> **GIVEN PASSAGE**
================================

Nevertheless, we persevered in trying to unload them, one by one, to a bemused public. Years and years later, we succeeded in doing so, and turned our attention to other things nobody was going to get. When the band caught a sort of "second wind" in the mid-90s, however, we started to get lots of people coming up at shows and asking if we had any of those "nine dank" shirts. They still didn't get it, generally speaking, but somehow that misfire had become popular as its own discrete thing, completely separate from the thing it was a parody of. Weird phenomenon. So we made more and scattered approximately one zillion of them around the USA and the world. It was one of the more popular designs we'd ever done.

But that was long, long ago. Sounds Radical is doing a limited re-issue of it now. You don't have to get it to get it, just do it now: orders are open through June 12. Celebrate the confusion and the glory.

Posted by Dr. Frank at 08:58 PM

May 16, 2017

Dashiell Hammett, Agatha Christie, Judy Blume, and Van Halen

I've been re-reading The Maltese Falcon (the same Vintage paperback edition I read as a teenager, as it happens.)

I noticed a minor, slightly screwy detail that bothered me a whole lot more (I'm sure) than it would bother most people. (I have reason to believe, after years of complaining about this sort of thing, that I may be the only person who cares about it, in fact.)

In Chapter Seven, Sam Spade tells Brigid O'Shaughnessey an anecdote about a real estate agent in Tacoma, Washington, a digression that has become known as the "Flitcraft Parable." The reason it's in there at all has been a matter of much debate over the years, but that's not what bothered me. What bothered me is that, in the text I was reading, Spade says the events took place in 1942, with his own participation in the tale beginning in 1947.

Now, as a teenager I may not have known (or cared) that The Maltese Falcon was originally serialized in the Black Mask in 1929, and published as a stand-alone book the following year. But now I am well aware of it, and seeing these dates was jarring. The question nagged at me: why the hell does Dashiell Hammett, in 1929, have his character tell an anecdote that takes place in 1942?

================================

> **EXERCISE TASK A**
Render everything in the rows from the line containing "I need to verify whether any short" down to the end of the rows as a Markdown table with the columns "No." and "Line," skipping blank lines and leaving out the pictures.
The passage and the rows come from unrelated sources.

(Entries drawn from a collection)
================================

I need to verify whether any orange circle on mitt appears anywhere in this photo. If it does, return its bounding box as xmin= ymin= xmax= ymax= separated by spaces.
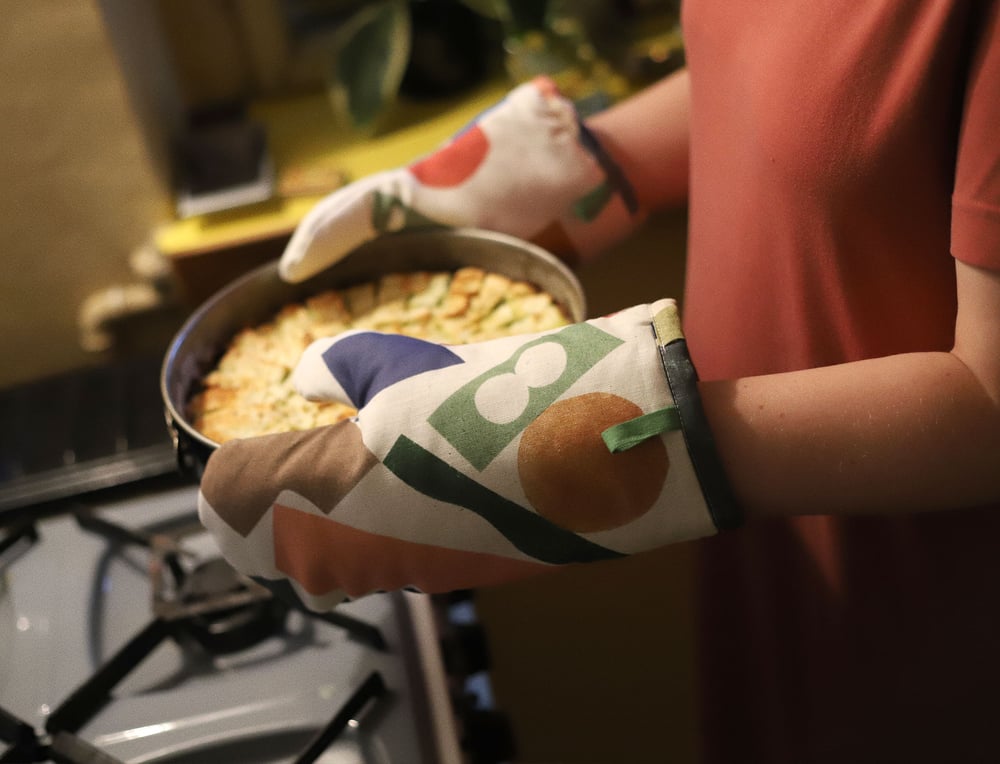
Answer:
xmin=517 ymin=393 xmax=670 ymax=533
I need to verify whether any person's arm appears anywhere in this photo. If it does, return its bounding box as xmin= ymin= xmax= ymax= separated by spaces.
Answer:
xmin=587 ymin=69 xmax=690 ymax=211
xmin=701 ymin=261 xmax=1000 ymax=518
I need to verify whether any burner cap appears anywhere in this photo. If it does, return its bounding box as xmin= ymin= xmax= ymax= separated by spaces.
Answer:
xmin=168 ymin=557 xmax=289 ymax=654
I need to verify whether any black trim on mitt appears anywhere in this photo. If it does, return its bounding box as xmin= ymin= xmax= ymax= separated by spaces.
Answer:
xmin=658 ymin=339 xmax=743 ymax=531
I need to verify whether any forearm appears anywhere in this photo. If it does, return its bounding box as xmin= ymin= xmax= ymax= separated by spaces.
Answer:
xmin=587 ymin=70 xmax=689 ymax=211
xmin=702 ymin=353 xmax=1000 ymax=518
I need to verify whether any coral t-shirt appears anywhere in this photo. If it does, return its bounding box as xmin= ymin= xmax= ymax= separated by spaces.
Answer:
xmin=683 ymin=0 xmax=1000 ymax=764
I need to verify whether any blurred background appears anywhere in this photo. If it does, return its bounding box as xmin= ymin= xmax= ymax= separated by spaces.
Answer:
xmin=0 ymin=0 xmax=697 ymax=762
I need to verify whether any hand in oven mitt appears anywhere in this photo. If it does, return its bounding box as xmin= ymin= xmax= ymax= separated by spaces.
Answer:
xmin=199 ymin=300 xmax=740 ymax=610
xmin=279 ymin=78 xmax=641 ymax=282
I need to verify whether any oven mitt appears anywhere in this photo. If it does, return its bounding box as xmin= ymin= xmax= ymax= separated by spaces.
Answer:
xmin=279 ymin=78 xmax=641 ymax=282
xmin=199 ymin=300 xmax=740 ymax=610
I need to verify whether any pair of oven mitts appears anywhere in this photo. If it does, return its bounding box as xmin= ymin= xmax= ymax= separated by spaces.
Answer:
xmin=199 ymin=73 xmax=739 ymax=610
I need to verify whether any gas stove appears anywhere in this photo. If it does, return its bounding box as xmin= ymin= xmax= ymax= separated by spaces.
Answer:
xmin=0 ymin=486 xmax=462 ymax=764
xmin=0 ymin=359 xmax=502 ymax=764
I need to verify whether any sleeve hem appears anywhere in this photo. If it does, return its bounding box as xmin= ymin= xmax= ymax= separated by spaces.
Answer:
xmin=951 ymin=199 xmax=1000 ymax=269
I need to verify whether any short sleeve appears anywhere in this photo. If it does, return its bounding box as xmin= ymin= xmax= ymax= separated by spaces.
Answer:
xmin=951 ymin=2 xmax=1000 ymax=269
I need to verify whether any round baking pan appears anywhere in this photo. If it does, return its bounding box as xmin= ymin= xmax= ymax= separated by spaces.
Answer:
xmin=160 ymin=228 xmax=587 ymax=477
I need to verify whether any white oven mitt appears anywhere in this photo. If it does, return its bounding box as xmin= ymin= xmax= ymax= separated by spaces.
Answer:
xmin=279 ymin=78 xmax=642 ymax=282
xmin=199 ymin=300 xmax=740 ymax=610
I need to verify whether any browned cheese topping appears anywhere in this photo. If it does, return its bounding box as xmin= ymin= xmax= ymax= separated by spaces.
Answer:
xmin=188 ymin=267 xmax=569 ymax=443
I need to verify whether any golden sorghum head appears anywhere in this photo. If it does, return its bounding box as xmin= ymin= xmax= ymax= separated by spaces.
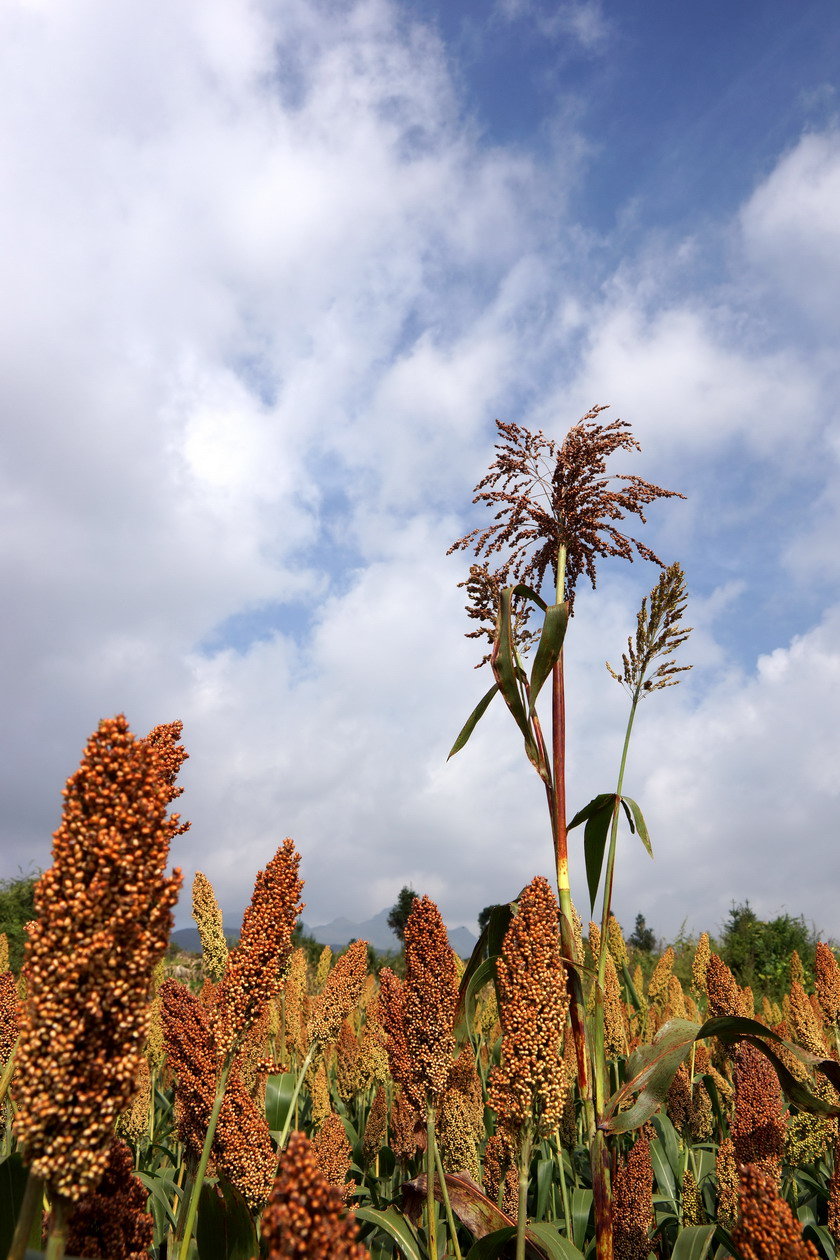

================================

> **EXERCISE TASK B**
According to the passage, in what year was The Maltese Falcon originally serialized in the Black Mask?

> **FULL SOLUTION A**
| No. | Line |
|---|---|
| 1 | I need to verify whether any short sleeve appears anywhere in this photo. If it does, return its bounding box as xmin= ymin= xmax= ymax= separated by spaces. |
| 2 | Answer: |
| 3 | xmin=951 ymin=2 xmax=1000 ymax=269 |
| 4 | I need to verify whether any round baking pan appears anywhere in this photo. If it does, return its bounding box as xmin= ymin= xmax= ymax= separated by spaces. |
| 5 | Answer: |
| 6 | xmin=160 ymin=228 xmax=587 ymax=477 |
| 7 | I need to verify whether any white oven mitt appears anywhere in this photo. If it does, return its bounding box as xmin= ymin= xmax= ymax= separated by spaces. |
| 8 | Answer: |
| 9 | xmin=279 ymin=78 xmax=642 ymax=282 |
| 10 | xmin=199 ymin=300 xmax=740 ymax=610 |
| 11 | I need to verify whether any browned cheese topping appears anywhere in this photo. If it does, return its bounding box as xmin= ymin= xmax= ymax= separated by spaces. |
| 12 | Answer: |
| 13 | xmin=188 ymin=267 xmax=569 ymax=443 |
| 14 | I need to verify whether any golden sorghum head appears anywhere in this photo. If it does, return its bounding box as xmin= ymin= xmax= ymax= separated by spaces. |

> **FULL SOLUTION B**
1929